━━━ DATA TO USE

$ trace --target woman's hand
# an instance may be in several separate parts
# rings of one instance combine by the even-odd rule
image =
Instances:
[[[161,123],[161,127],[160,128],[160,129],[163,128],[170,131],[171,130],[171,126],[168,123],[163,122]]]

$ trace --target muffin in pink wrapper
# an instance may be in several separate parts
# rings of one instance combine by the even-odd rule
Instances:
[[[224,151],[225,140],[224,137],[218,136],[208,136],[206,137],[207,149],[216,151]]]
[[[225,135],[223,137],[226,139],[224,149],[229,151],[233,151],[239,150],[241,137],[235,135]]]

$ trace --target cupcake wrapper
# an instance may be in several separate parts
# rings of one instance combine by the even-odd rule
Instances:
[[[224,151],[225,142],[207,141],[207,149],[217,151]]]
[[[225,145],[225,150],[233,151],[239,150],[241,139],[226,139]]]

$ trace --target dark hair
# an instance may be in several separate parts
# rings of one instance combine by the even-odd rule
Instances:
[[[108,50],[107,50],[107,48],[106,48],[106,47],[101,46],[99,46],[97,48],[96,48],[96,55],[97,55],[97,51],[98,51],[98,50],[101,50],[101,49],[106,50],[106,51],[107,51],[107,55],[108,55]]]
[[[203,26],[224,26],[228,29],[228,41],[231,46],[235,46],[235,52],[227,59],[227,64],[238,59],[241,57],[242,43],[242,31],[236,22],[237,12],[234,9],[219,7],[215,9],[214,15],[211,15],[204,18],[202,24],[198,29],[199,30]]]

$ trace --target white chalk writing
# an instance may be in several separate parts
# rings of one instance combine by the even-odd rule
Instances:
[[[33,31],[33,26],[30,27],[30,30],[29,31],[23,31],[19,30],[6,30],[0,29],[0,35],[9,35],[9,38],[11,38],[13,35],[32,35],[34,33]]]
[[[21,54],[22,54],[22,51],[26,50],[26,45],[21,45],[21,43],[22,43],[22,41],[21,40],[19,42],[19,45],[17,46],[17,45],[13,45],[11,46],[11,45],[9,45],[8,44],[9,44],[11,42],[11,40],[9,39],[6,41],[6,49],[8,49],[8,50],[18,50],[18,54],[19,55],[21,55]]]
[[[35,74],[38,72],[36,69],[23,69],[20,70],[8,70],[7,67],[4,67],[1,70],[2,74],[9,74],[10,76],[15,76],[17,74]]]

━━━━━━

▶ _EXERCISE BRIEF_
Rewrite the items as a numbered list, starting at the line that contains "white chalk writing" and ending with the last line of the items, and leave out any blank lines.

▶ _TASK RESULT_
1. $ trace --target white chalk writing
2. # an instance may be in several separate parts
3. # rings of one instance combine by the even-odd rule
4. Instances:
5. [[[33,31],[33,26],[30,27],[30,30],[29,31],[23,31],[19,30],[6,30],[0,29],[0,35],[9,35],[9,38],[11,38],[13,35],[32,35],[34,33]]]
6. [[[21,54],[22,54],[22,51],[26,50],[26,45],[21,45],[21,43],[22,43],[22,41],[21,40],[19,42],[19,45],[17,46],[17,45],[13,45],[11,46],[11,45],[9,45],[8,44],[9,44],[11,42],[11,40],[9,39],[6,41],[6,49],[8,49],[8,50],[18,50],[18,54],[19,55],[21,55]]]
7. [[[35,74],[38,72],[36,69],[23,69],[20,70],[8,70],[7,67],[4,67],[1,70],[2,74],[9,74],[10,76],[15,76],[17,74]]]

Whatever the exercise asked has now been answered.